▼▼▼

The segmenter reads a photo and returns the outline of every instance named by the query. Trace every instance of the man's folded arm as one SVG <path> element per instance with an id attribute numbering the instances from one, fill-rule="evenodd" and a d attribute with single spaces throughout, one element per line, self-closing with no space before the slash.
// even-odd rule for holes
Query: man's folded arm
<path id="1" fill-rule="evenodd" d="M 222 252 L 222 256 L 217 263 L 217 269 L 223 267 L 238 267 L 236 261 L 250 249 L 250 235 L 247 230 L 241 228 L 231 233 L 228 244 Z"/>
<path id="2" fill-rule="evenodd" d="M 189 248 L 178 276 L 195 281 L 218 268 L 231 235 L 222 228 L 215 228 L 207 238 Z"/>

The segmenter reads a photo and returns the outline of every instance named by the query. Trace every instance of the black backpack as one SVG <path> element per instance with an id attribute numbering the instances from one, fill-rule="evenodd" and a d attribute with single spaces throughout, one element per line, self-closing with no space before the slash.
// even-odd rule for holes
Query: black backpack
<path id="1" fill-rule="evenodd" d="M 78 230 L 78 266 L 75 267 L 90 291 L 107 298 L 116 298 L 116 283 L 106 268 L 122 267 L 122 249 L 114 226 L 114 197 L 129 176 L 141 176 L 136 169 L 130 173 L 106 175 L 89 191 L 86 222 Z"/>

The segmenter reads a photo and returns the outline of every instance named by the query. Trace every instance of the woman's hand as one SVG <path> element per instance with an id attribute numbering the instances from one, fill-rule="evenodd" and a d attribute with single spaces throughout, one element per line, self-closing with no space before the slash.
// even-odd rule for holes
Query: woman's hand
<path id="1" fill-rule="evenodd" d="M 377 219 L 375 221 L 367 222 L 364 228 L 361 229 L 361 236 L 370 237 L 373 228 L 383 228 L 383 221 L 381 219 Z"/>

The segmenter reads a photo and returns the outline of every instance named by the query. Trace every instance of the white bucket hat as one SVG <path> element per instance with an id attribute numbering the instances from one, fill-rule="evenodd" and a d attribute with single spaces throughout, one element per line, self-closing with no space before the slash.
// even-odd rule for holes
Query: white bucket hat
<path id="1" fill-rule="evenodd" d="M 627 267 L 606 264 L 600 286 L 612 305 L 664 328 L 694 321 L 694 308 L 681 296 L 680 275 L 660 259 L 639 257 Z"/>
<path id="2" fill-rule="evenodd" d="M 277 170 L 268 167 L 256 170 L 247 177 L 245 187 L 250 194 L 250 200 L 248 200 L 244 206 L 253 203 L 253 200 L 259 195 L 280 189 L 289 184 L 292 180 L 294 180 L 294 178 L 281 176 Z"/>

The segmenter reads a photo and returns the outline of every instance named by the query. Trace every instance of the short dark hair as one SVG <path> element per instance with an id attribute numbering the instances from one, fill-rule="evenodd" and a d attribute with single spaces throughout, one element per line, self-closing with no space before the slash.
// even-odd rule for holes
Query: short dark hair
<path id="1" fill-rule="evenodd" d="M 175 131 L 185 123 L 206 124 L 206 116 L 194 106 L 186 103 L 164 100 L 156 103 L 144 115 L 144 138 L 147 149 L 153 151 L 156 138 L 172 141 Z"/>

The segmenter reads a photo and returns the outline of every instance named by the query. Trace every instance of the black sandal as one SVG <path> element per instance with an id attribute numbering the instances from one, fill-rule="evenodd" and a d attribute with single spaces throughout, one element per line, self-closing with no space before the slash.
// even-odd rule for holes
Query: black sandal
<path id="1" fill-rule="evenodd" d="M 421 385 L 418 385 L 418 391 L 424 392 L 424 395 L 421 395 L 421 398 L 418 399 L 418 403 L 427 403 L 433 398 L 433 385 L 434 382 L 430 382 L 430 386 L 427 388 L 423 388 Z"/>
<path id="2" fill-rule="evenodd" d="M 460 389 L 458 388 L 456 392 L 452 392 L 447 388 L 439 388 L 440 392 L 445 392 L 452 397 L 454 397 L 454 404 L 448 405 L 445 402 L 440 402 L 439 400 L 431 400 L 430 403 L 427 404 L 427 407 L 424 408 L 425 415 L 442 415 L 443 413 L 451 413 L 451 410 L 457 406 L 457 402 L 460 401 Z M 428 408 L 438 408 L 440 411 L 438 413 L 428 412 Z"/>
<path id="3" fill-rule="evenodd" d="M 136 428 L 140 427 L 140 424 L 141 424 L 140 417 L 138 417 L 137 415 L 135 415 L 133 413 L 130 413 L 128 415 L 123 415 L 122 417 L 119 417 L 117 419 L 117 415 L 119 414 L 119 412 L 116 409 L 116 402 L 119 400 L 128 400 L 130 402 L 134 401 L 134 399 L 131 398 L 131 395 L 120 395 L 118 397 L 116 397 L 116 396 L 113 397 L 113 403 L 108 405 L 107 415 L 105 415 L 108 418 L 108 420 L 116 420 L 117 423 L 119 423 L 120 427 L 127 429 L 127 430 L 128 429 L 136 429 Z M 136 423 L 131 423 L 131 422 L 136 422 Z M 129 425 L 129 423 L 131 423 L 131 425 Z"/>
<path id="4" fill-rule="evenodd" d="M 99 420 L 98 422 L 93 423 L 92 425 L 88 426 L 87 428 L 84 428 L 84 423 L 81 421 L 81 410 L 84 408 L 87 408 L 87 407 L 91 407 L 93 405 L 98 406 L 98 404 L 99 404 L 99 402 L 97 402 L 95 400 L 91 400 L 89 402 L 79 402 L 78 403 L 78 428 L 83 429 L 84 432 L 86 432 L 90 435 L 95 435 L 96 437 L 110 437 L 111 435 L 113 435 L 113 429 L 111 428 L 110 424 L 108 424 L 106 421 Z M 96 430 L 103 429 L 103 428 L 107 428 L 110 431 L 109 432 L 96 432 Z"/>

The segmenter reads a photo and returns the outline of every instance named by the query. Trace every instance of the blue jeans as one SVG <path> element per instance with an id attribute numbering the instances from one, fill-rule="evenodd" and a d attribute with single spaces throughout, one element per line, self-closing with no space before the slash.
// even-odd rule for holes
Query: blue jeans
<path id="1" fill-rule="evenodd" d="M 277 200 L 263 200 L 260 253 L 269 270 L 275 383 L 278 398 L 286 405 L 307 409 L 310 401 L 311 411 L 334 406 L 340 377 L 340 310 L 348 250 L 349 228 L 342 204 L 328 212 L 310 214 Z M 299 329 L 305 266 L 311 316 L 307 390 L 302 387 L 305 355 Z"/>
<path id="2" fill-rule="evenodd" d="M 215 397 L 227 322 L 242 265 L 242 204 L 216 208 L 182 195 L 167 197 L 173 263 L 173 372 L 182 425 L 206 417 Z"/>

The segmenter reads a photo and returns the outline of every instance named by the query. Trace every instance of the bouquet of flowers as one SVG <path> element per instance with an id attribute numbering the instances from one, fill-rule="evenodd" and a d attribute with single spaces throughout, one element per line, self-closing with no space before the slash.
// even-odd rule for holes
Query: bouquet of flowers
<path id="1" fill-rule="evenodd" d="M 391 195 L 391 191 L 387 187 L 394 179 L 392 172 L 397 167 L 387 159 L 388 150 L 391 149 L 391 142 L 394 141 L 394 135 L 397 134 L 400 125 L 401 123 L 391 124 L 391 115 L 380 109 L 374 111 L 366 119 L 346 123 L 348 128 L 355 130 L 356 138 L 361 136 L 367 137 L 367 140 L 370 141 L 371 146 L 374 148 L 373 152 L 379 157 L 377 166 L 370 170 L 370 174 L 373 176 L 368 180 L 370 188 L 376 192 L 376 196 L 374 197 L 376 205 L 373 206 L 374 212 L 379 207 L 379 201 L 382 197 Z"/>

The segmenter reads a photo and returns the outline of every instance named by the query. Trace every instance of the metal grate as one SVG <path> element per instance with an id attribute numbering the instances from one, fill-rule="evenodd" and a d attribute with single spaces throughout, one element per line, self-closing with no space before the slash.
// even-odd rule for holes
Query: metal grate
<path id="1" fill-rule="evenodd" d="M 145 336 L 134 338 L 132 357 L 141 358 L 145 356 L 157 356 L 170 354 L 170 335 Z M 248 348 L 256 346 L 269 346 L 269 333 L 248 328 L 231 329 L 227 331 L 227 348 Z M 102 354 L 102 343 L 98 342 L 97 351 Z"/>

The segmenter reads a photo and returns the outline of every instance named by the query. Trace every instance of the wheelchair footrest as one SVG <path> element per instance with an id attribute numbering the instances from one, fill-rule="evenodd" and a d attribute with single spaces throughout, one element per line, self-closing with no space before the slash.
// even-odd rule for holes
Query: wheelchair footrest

▲▲▲

## Description of the task
If a line of the records includes the string "wheelchair", copy it out.

## Solution to the exercise
The segmenter reads a photo and returns the outline of every instance named by the query. Trace every instance of the wheelchair footrest as one SVG <path> element per instance with an id attribute numbering the instances from one, fill-rule="evenodd" and a d attribute with single spaces throughout, one element per line, self-closing with no space before the slash.
Query: wheelchair footrest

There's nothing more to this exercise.